Zu lösende Aufgabe> Kannst du die Zeilen, beginnend mit der Zeile, die "Keypoint placement: for each instance of the tree stump, put" enthält, und endend mit der Zeile, die "(1041, 750)" enthält (beide eingeschlossen), in eine nummerierte Liste umwandeln und dabei Leerzeilen weglassen?

[Rohe Datensätze]
===
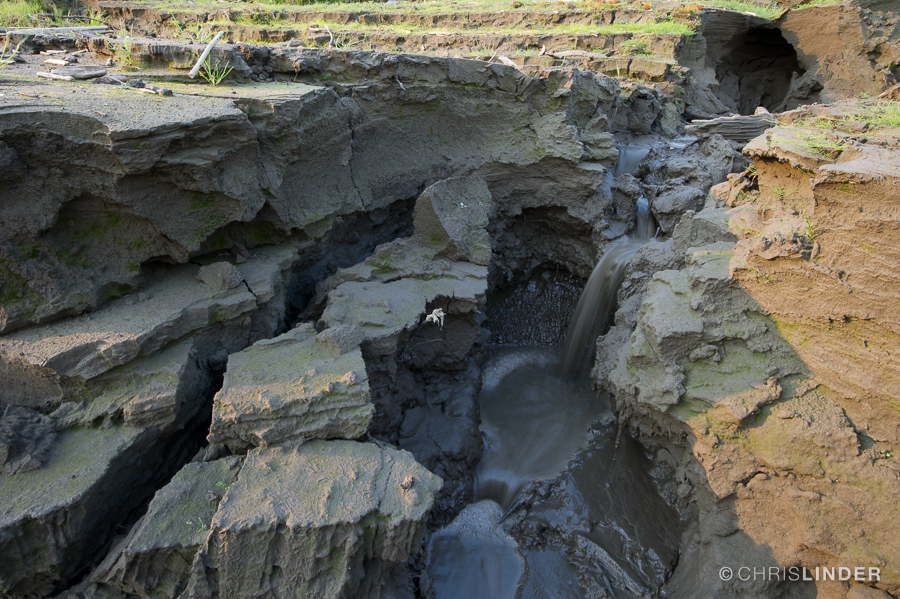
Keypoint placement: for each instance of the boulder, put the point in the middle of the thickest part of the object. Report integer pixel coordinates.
(55, 518)
(26, 440)
(154, 560)
(673, 201)
(220, 276)
(451, 216)
(36, 362)
(328, 518)
(291, 388)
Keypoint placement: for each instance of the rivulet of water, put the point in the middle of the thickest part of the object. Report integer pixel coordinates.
(538, 415)
(599, 295)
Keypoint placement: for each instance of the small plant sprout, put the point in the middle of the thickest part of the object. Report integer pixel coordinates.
(125, 48)
(437, 317)
(214, 75)
(809, 231)
(7, 55)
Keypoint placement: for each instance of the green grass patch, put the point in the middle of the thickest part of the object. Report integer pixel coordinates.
(766, 11)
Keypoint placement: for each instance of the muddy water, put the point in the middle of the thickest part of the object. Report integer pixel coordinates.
(533, 422)
(561, 507)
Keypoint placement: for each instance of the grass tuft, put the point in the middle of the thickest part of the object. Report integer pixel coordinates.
(214, 75)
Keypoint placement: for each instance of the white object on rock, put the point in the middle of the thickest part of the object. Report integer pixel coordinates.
(437, 317)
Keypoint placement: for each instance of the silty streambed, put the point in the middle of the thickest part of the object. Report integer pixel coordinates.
(559, 508)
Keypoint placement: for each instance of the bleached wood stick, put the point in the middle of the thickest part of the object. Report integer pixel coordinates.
(55, 76)
(203, 56)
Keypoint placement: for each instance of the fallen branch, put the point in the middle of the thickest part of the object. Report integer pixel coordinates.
(78, 17)
(206, 51)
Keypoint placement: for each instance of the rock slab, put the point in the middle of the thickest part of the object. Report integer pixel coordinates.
(325, 519)
(292, 388)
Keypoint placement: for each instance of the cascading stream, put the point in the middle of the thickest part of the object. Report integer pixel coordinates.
(537, 412)
(599, 295)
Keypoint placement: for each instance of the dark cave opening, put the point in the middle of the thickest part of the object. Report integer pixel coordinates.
(757, 69)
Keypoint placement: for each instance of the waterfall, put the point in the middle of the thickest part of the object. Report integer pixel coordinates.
(629, 159)
(599, 296)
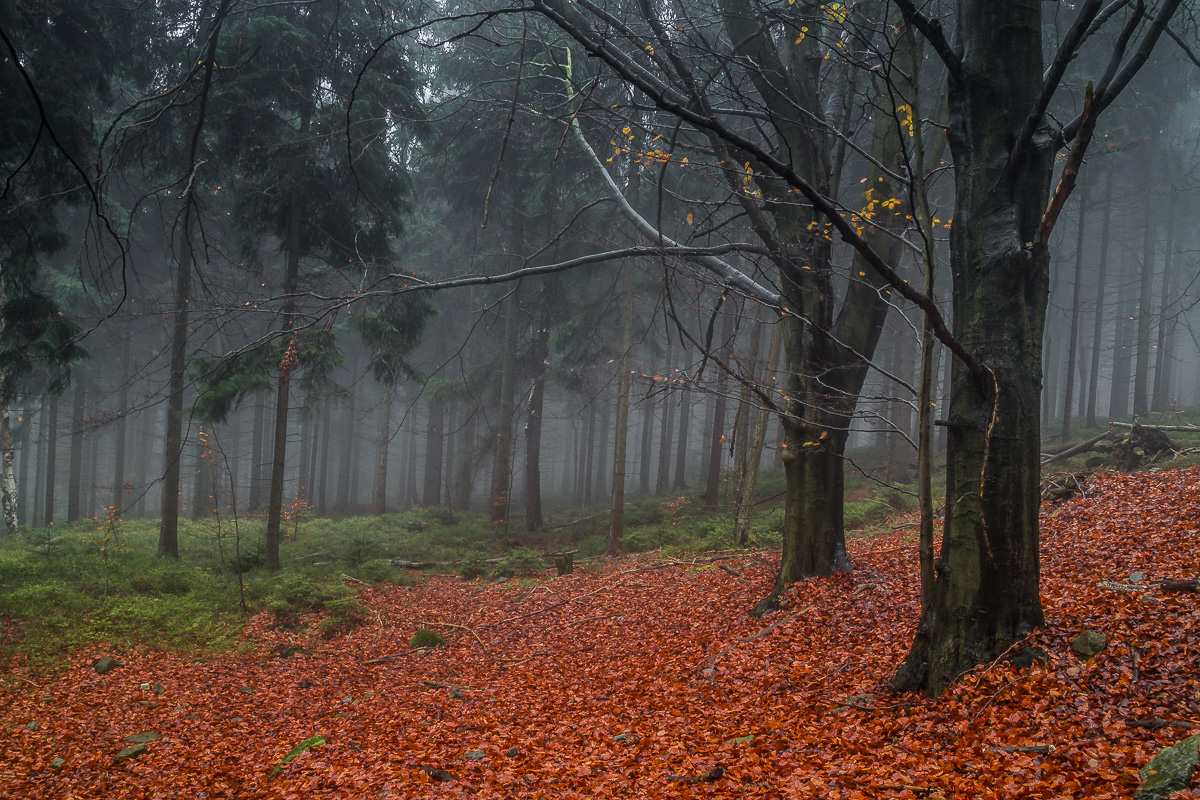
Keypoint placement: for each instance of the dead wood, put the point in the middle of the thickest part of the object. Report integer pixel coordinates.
(1155, 723)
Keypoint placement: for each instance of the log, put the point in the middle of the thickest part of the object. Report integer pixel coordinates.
(1180, 584)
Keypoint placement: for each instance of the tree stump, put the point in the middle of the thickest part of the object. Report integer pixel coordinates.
(1143, 444)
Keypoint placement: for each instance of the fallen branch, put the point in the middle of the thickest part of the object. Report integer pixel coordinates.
(461, 627)
(1180, 584)
(1165, 428)
(394, 656)
(1155, 723)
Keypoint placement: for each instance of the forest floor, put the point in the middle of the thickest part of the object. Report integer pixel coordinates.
(647, 678)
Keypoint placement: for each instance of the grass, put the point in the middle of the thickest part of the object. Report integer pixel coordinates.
(101, 581)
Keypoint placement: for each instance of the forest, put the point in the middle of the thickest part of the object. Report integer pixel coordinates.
(357, 348)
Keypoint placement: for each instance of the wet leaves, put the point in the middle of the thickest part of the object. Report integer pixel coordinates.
(619, 681)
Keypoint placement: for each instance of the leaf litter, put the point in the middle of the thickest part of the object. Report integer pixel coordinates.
(648, 679)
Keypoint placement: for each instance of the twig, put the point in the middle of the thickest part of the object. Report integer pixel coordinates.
(394, 656)
(461, 627)
(592, 619)
(1041, 750)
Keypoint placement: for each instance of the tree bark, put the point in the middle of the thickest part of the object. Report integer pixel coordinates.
(985, 591)
(379, 498)
(533, 427)
(1165, 322)
(502, 462)
(1102, 268)
(711, 498)
(52, 440)
(749, 489)
(1145, 294)
(75, 476)
(435, 444)
(9, 499)
(1075, 293)
(280, 449)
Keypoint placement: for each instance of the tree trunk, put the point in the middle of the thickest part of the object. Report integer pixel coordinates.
===
Antwort>
1. Keypoint placement: for each instance of the tree stump, put the point in the middle of the thickest part of the object. Report integer pixel coordinates.
2. (1143, 444)
3. Keypoint placement: for each instance of the fallen branch, put the point in the middle of the thickest part of the object. Report integer pixel coordinates.
4. (461, 627)
5. (1180, 584)
6. (1165, 428)
7. (394, 656)
8. (1155, 723)
9. Keypoint placement: for each instance of the forest floor, put the point in the middle of the thickest part of the object. Report integer pixel coordinates.
10. (647, 678)
11. Keypoint placement: for each instance of the grass, put the point in the middle of the thickest part of the object. Report integer pixel coordinates.
12. (101, 581)
13. Keypoint placement: for each instance of the forest, put the point in the middle of the thickest part of the object. Report integer pixel coordinates.
14. (357, 348)
15. Keypoint placement: for each instance of the wet leaves, put the point in the middle of the thickest part of the object. Report integer pixel coordinates.
16. (619, 681)
17. Keypoint placement: for each instance of the leaf litter, put the point in the middle of the thickest part of the object. Report integer pixel coordinates.
18. (648, 679)
19. Keypoint placement: for each instance of the twig, put the point in the middle of the thickest part of the object. Report integer pixel coordinates.
20. (394, 656)
21. (461, 627)
22. (592, 619)
23. (1041, 750)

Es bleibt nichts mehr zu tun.